* **Task instructions**: Carry on the passage about radiation on Mars and NASA's Ingenuity helicopter, picking up right after its final sentence.
===== Extract provided =====
In fact, astronauts who travel beyond Low Earth Orbit are at a higher risk of getting radiation illness, cancer, and degenerative disorders. The fact that Mars suffers more asteroid strikes than Earth is obvious, but the continual radiation bombardment is not.
Shielding behind rock walls is a viable option, however, albedo radiation affected some of the same locations that were spared from space radiation. Because albedo radiation is reflected off of a surface but can be just as hazardous, choosing a viable location may not be intuitive and will almost certainly require thorough research and planning.
A similar notion that has been proposed previously is to take shelter in extinct lava tubes. Shelters constructed within these high-walled natural structures could shield inhabitants from the bulk of space radiation while also reducing albedo radiation.
Future travellers stopping on Mars may find themselves cuddling up against rock walls or nestled deep beneath lava tubes to avoid dangerous radiation.
On a happier note- The Mars Helicopter from NASA has been given a new lease on life.
The mission of NASA’s Ingenuity helicopter on Mars has been extended indefinitely. The Ingenuity helicopter, a regular travel companion of the Perseverance rover, has already performed 12 successful flights as part of the expedition’s core aim to search for clues of ancient life on Mars. The Perseverance rover carried the helicopter to Mars, where it landed on February 18th before being deployed to the Martian surface on April 3rd.
The Ingenuity took to the air for the first time on April 19th, flying for 39.1 seconds and rising to a height of slightly over 10 feet. Ingenuity rose to a height of 16 feet and landed after 51.9 seconds on its second trip a few days later.
Since then, the chopper has flown ten more times, sending data 173 million miles back to Earth, where it was received by NASA’s array of ground antennae. Ingenuity has flown more than a mile in the Martian atmosphere, which is a significant accomplishment for such a little vehicle.
===== Listed records =====
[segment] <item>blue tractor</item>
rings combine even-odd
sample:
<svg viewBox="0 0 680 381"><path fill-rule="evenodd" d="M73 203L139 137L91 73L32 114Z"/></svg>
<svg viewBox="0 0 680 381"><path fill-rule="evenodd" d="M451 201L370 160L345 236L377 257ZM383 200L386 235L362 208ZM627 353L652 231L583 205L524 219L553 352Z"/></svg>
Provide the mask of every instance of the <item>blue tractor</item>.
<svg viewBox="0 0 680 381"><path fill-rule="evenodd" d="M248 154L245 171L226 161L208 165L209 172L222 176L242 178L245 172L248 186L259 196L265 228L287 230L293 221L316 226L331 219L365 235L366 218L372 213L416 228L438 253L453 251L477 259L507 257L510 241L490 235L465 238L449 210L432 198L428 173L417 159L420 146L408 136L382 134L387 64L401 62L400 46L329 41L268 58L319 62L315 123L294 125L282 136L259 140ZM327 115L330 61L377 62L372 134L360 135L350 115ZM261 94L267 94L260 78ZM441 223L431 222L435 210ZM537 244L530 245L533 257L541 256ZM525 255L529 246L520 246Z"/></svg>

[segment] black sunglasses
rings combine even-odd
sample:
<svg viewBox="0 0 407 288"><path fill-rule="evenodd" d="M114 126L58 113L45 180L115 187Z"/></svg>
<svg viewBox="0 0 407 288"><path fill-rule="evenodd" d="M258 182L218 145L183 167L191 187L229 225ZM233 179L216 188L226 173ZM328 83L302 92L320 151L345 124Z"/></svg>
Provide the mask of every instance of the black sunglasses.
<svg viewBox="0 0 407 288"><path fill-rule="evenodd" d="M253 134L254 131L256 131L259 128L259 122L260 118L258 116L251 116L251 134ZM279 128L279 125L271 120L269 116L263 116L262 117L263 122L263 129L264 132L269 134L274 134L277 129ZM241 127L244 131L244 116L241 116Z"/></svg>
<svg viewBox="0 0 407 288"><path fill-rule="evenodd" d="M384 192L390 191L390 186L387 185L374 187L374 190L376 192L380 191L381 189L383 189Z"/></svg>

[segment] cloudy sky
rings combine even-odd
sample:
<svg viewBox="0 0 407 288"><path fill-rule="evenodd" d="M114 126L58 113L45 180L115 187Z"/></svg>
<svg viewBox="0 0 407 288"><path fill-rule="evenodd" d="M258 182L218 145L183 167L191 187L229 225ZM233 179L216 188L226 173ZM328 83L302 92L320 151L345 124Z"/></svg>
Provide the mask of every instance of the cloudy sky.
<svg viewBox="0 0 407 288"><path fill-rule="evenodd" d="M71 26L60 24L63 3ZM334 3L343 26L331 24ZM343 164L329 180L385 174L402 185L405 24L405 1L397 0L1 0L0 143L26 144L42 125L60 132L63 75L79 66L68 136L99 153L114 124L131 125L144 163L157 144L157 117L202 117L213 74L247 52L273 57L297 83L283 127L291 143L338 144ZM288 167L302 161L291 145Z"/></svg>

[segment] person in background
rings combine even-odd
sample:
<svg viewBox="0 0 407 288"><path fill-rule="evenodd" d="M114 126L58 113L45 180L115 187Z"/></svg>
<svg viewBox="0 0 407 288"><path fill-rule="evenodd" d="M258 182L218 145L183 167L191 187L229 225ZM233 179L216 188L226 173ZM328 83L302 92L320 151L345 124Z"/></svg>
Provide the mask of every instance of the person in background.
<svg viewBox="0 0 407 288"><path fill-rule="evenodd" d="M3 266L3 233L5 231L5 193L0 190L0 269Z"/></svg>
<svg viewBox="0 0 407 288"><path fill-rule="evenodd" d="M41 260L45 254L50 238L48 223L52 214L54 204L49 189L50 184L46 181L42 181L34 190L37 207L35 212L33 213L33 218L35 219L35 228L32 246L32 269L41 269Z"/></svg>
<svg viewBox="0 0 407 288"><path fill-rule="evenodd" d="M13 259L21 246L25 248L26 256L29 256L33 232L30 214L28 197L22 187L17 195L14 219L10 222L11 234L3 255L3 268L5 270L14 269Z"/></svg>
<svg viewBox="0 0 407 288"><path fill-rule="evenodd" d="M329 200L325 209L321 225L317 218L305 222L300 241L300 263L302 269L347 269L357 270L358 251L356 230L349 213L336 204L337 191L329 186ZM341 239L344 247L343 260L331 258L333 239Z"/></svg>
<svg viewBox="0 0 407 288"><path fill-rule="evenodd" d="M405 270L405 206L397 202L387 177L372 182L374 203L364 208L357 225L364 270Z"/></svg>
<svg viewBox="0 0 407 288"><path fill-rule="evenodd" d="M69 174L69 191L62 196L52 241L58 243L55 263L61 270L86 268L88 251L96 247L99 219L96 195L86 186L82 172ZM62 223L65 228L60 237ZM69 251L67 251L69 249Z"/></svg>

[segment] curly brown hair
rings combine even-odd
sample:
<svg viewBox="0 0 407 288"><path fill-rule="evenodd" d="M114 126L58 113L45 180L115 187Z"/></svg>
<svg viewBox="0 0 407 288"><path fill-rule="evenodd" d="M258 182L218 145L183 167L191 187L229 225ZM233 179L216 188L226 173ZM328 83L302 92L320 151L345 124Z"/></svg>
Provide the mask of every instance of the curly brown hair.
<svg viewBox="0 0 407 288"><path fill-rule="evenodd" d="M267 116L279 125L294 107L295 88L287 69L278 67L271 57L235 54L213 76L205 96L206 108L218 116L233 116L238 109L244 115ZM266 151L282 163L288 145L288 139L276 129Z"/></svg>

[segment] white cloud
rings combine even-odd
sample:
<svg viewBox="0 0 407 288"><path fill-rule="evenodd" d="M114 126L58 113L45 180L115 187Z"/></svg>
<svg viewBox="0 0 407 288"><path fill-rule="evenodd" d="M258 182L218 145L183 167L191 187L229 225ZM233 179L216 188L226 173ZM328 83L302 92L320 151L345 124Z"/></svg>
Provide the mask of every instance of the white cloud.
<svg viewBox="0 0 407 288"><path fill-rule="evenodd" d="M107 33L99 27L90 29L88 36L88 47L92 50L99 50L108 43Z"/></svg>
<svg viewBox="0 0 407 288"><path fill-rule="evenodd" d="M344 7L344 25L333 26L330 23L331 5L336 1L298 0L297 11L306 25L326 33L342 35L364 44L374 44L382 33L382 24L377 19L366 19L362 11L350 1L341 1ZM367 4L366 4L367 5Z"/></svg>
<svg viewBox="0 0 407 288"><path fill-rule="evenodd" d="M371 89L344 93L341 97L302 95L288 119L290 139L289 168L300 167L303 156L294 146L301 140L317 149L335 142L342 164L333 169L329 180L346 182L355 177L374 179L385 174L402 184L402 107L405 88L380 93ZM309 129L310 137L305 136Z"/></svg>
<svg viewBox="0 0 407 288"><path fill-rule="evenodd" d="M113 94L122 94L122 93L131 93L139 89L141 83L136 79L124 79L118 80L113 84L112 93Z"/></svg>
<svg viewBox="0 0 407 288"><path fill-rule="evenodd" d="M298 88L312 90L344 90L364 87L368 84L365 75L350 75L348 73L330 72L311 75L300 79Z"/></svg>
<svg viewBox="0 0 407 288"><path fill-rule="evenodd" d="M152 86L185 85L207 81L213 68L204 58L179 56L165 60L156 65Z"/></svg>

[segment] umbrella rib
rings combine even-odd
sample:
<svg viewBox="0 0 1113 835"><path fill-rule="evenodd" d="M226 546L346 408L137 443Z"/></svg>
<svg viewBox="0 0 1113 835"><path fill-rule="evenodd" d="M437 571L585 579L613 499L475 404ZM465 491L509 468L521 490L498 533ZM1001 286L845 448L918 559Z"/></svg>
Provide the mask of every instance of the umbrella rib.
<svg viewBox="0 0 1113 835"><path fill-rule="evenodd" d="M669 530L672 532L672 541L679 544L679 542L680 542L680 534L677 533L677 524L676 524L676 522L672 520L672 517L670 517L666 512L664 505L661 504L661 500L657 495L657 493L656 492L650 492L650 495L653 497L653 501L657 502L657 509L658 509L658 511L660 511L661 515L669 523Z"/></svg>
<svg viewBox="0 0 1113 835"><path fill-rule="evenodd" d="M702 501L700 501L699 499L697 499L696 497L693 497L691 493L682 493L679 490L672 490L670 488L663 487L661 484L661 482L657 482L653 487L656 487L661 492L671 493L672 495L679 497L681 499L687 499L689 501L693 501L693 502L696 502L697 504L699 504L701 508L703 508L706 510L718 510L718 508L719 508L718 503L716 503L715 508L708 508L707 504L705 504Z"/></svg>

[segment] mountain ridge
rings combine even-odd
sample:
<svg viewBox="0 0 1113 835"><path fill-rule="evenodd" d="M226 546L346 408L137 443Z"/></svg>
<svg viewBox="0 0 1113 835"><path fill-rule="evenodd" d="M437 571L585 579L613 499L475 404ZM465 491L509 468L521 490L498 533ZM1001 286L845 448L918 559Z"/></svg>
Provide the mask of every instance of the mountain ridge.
=====
* **Response for this exercise**:
The Ingenuity chopper has been given a new lease on life after completing 12 successful flights, with NASA extending its mission on Mars for the foreseeable future. It was supposed to be retired by now, but NASA thinks it should stay in service because of its tremendous performance in its first dozen flights.
Josh Ravich, leader of Ingenuity’s mechanical engineering team, told AFP that the rotorcraft is performing better than predicted, which is why its mission has been extended.
The lifetime of Ingenuity, according to Ravich, can be due in part to the Martian weather, which has been pleasant during its initial months on the planet. “So far, the climate has been quite accommodating: temperatures, wind, sun, dust in the air… It’s still bitterly cold outside, but things could have been far worse “, he explained.
It Wasn’t Easy for Ingenuity to Succeed
Ingenuity’s success hasn’t always been easy. To make the Ingenuity test mission practicable, NASA scientists had to account for a number of unknowns. The rarefied atmosphere on Mars, which is reported to be only 1% as dense as Earth’s air, was one of the most difficult challenges the scientists faced.
While low atmospheric density is difficult for all types of aircraft, it is especially difficult for rotorcraft like Ingenuity. The Ingenuity’s rotors must spin at 2,400 RPM to achieve lift due to the ultra-thin atmosphere, which is nearly five times faster than a helicopter on Earth.
Among Ingenuity’s many triumphs over the last six months, there have also been several scares and close calls that could have ended the tiny helicopter’s Mars journey prematurely. A catastrophic in-flight malfunction once threw it dangerously off-balance, but it was able to recover and land safely.
The issue has since been resolved, and the chopper is back to its original mission of scanning for Perseverance with its high-resolution camera. It has already returned a slew of critical photographs, the most recent of which revealed that a region known as South Seetha isn’t as interesting as scientists had thought.